Problem: With the pictures left out, reproduce exactly the lines running from the line with "point: car roof" to the last line of the material below.

Data entries:
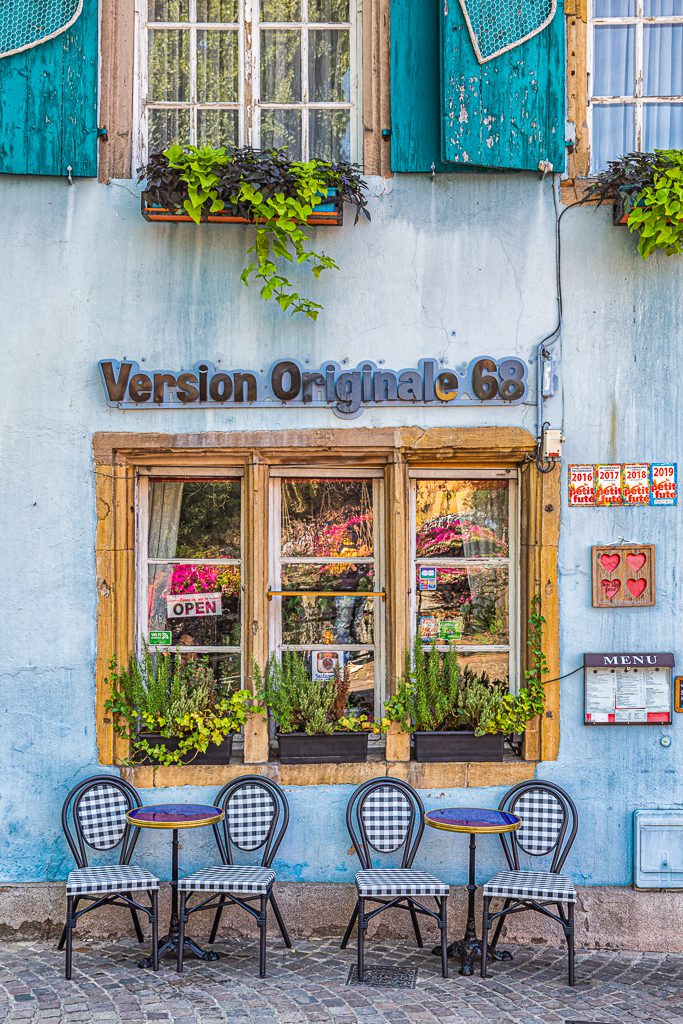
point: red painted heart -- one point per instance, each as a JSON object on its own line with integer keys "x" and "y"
{"x": 636, "y": 561}
{"x": 610, "y": 588}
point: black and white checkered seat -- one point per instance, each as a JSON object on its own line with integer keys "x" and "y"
{"x": 110, "y": 879}
{"x": 229, "y": 879}
{"x": 531, "y": 885}
{"x": 398, "y": 882}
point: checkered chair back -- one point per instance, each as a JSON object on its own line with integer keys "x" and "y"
{"x": 93, "y": 817}
{"x": 549, "y": 823}
{"x": 256, "y": 817}
{"x": 385, "y": 815}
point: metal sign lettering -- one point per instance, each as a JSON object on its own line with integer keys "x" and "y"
{"x": 347, "y": 392}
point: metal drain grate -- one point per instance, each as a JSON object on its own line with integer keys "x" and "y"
{"x": 384, "y": 977}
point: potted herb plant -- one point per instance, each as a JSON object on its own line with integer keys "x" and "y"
{"x": 457, "y": 715}
{"x": 172, "y": 710}
{"x": 264, "y": 188}
{"x": 313, "y": 721}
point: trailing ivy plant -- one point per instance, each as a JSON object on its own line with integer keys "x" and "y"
{"x": 276, "y": 194}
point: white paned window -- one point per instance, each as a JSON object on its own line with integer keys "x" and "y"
{"x": 465, "y": 586}
{"x": 189, "y": 569}
{"x": 327, "y": 551}
{"x": 635, "y": 77}
{"x": 261, "y": 73}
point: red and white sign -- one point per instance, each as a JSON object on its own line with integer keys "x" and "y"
{"x": 608, "y": 484}
{"x": 636, "y": 483}
{"x": 193, "y": 605}
{"x": 664, "y": 485}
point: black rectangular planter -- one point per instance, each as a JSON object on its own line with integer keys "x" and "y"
{"x": 458, "y": 747}
{"x": 214, "y": 755}
{"x": 338, "y": 748}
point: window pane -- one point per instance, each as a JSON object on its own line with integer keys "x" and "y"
{"x": 613, "y": 8}
{"x": 329, "y": 59}
{"x": 167, "y": 127}
{"x": 168, "y": 10}
{"x": 328, "y": 620}
{"x": 281, "y": 66}
{"x": 352, "y": 577}
{"x": 469, "y": 605}
{"x": 327, "y": 518}
{"x": 282, "y": 130}
{"x": 613, "y": 60}
{"x": 200, "y": 604}
{"x": 663, "y": 126}
{"x": 328, "y": 10}
{"x": 218, "y": 10}
{"x": 462, "y": 518}
{"x": 281, "y": 10}
{"x": 195, "y": 519}
{"x": 658, "y": 8}
{"x": 613, "y": 134}
{"x": 218, "y": 128}
{"x": 330, "y": 135}
{"x": 663, "y": 59}
{"x": 168, "y": 65}
{"x": 217, "y": 67}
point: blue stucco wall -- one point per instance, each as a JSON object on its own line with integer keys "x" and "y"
{"x": 456, "y": 267}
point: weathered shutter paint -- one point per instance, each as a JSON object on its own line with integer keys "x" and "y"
{"x": 416, "y": 86}
{"x": 48, "y": 103}
{"x": 509, "y": 112}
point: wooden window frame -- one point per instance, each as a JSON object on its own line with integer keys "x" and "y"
{"x": 119, "y": 102}
{"x": 119, "y": 458}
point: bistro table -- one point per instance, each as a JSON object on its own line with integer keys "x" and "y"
{"x": 175, "y": 816}
{"x": 474, "y": 820}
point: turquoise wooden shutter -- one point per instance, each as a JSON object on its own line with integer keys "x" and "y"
{"x": 509, "y": 112}
{"x": 48, "y": 103}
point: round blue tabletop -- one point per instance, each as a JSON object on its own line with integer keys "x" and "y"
{"x": 472, "y": 819}
{"x": 174, "y": 815}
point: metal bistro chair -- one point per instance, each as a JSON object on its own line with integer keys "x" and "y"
{"x": 94, "y": 815}
{"x": 550, "y": 821}
{"x": 386, "y": 814}
{"x": 256, "y": 817}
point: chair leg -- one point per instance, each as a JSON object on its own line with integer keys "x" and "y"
{"x": 349, "y": 927}
{"x": 361, "y": 938}
{"x": 262, "y": 924}
{"x": 443, "y": 925}
{"x": 155, "y": 929}
{"x": 182, "y": 918}
{"x": 136, "y": 924}
{"x": 69, "y": 929}
{"x": 485, "y": 925}
{"x": 216, "y": 920}
{"x": 281, "y": 923}
{"x": 416, "y": 926}
{"x": 569, "y": 935}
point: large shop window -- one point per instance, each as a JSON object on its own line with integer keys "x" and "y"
{"x": 326, "y": 550}
{"x": 261, "y": 73}
{"x": 636, "y": 77}
{"x": 189, "y": 564}
{"x": 465, "y": 557}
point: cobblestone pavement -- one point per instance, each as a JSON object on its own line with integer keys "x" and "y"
{"x": 309, "y": 985}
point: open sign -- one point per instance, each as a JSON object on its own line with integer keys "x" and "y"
{"x": 193, "y": 605}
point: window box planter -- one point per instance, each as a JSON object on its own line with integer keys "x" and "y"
{"x": 219, "y": 755}
{"x": 461, "y": 745}
{"x": 338, "y": 748}
{"x": 327, "y": 214}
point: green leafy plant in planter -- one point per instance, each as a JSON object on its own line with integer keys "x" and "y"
{"x": 299, "y": 704}
{"x": 177, "y": 699}
{"x": 647, "y": 188}
{"x": 276, "y": 194}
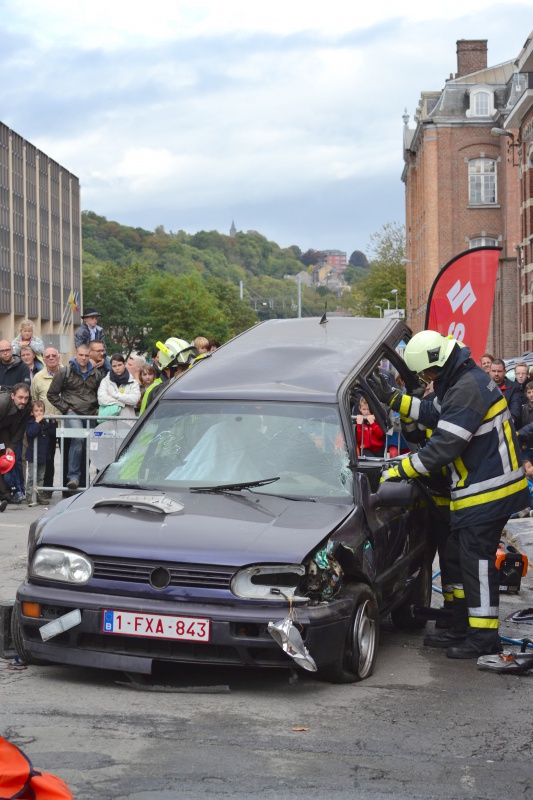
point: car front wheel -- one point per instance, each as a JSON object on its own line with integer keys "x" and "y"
{"x": 358, "y": 657}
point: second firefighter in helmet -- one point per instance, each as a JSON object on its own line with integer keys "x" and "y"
{"x": 474, "y": 437}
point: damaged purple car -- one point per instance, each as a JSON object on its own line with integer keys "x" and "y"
{"x": 238, "y": 524}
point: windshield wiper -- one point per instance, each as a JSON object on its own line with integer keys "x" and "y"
{"x": 233, "y": 487}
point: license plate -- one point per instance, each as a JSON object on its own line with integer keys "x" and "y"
{"x": 156, "y": 626}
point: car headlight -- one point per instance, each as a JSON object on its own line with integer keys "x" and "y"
{"x": 61, "y": 565}
{"x": 272, "y": 582}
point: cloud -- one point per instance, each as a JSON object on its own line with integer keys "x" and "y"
{"x": 286, "y": 115}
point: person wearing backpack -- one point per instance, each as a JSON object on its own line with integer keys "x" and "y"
{"x": 74, "y": 392}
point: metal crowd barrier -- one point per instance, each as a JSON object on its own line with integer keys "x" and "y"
{"x": 102, "y": 437}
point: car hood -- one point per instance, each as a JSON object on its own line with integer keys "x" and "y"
{"x": 225, "y": 529}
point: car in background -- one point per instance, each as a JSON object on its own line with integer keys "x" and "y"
{"x": 238, "y": 525}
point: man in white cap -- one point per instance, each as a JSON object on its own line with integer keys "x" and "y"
{"x": 89, "y": 330}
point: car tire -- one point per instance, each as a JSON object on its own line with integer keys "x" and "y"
{"x": 420, "y": 595}
{"x": 358, "y": 657}
{"x": 18, "y": 641}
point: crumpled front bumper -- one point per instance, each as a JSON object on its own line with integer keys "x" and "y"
{"x": 239, "y": 633}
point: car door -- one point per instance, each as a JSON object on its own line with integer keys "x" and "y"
{"x": 398, "y": 535}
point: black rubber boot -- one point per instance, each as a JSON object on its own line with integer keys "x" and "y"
{"x": 456, "y": 633}
{"x": 444, "y": 638}
{"x": 445, "y": 622}
{"x": 471, "y": 649}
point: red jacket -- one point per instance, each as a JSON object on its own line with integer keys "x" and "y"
{"x": 369, "y": 436}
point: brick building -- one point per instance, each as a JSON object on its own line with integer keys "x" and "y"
{"x": 461, "y": 188}
{"x": 519, "y": 124}
{"x": 40, "y": 241}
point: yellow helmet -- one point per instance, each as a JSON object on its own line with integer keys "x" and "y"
{"x": 175, "y": 351}
{"x": 428, "y": 350}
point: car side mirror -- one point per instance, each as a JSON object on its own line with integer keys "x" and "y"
{"x": 392, "y": 494}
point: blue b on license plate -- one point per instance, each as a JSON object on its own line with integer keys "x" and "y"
{"x": 157, "y": 626}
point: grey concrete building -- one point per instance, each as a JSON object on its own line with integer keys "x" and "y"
{"x": 40, "y": 242}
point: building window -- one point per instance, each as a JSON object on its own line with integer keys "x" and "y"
{"x": 483, "y": 241}
{"x": 482, "y": 104}
{"x": 482, "y": 181}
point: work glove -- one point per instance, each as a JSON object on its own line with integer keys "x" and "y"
{"x": 381, "y": 387}
{"x": 391, "y": 473}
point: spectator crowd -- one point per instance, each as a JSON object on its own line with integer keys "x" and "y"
{"x": 35, "y": 387}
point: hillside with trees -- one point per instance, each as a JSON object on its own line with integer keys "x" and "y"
{"x": 149, "y": 285}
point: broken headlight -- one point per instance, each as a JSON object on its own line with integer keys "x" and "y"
{"x": 268, "y": 582}
{"x": 54, "y": 564}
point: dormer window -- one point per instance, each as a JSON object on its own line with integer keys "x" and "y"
{"x": 481, "y": 102}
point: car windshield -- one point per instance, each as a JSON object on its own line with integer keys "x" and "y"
{"x": 186, "y": 445}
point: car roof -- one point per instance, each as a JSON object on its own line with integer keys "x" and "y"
{"x": 288, "y": 359}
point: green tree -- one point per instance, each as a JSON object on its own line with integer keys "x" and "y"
{"x": 358, "y": 259}
{"x": 117, "y": 293}
{"x": 387, "y": 271}
{"x": 184, "y": 307}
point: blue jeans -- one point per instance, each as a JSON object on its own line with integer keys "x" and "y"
{"x": 76, "y": 448}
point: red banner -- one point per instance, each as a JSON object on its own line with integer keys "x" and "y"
{"x": 461, "y": 298}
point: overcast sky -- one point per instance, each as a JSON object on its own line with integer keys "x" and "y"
{"x": 285, "y": 115}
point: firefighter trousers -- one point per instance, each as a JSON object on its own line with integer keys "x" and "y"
{"x": 471, "y": 556}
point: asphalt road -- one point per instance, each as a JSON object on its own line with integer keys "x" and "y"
{"x": 422, "y": 726}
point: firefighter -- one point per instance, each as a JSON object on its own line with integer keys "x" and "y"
{"x": 474, "y": 436}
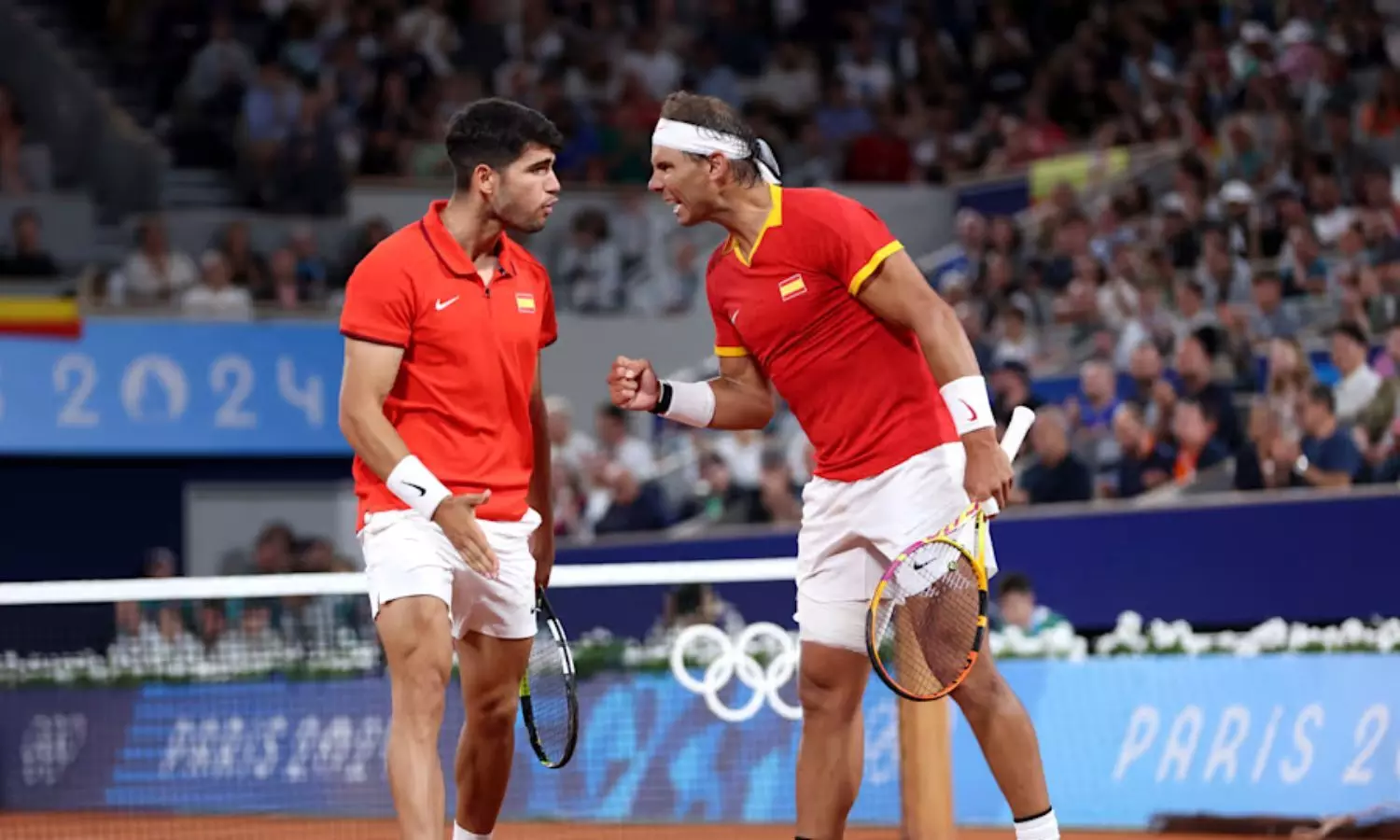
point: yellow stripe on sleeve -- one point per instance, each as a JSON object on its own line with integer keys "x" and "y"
{"x": 873, "y": 263}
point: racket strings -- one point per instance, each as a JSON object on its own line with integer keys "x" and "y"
{"x": 929, "y": 623}
{"x": 549, "y": 692}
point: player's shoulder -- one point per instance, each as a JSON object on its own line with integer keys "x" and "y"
{"x": 817, "y": 203}
{"x": 523, "y": 258}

In response:
point: car roof -- one point per instance, each as a JSON object on its own line with integer keys "x" and "y"
{"x": 288, "y": 359}
point: green tree -- one point per instance, each as a JSON object on its own line with integer keys "x" and "y"
{"x": 358, "y": 259}
{"x": 117, "y": 293}
{"x": 387, "y": 271}
{"x": 184, "y": 307}
point: blue jeans -- one point per instance, each as a JSON object on its own line with integer keys "x" and "y"
{"x": 76, "y": 448}
point: red banner -- one point per instance, each as a JSON object on its own line with integer keys "x" and "y"
{"x": 461, "y": 298}
point: overcast sky -- one point per instance, each as a JSON object on its own line with integer keys "x" and "y"
{"x": 285, "y": 115}
point: firefighter trousers -- one point per instance, each as a JSON object on its own line with integer keys "x" and "y"
{"x": 471, "y": 556}
point: asphalt road -- one point per instance, each as a JSON object on its own line with integer keys "x" and "y"
{"x": 422, "y": 726}
point: firefighter -- one point per instance, each as a JSON object on its own line with integer keys "x" and "y"
{"x": 474, "y": 436}
point: yellow stripe on sleeve -- one point per instance, each as a JSON object on its own line with integer keys "x" and "y"
{"x": 873, "y": 263}
point: racket strings -- one point per instance, each as a JSON object on its own line with integer keys "x" and "y"
{"x": 929, "y": 623}
{"x": 549, "y": 692}
point: player's shoulder -- one point per instance, each as a JSON object on its own line with integer keys "x" and "y"
{"x": 817, "y": 203}
{"x": 523, "y": 258}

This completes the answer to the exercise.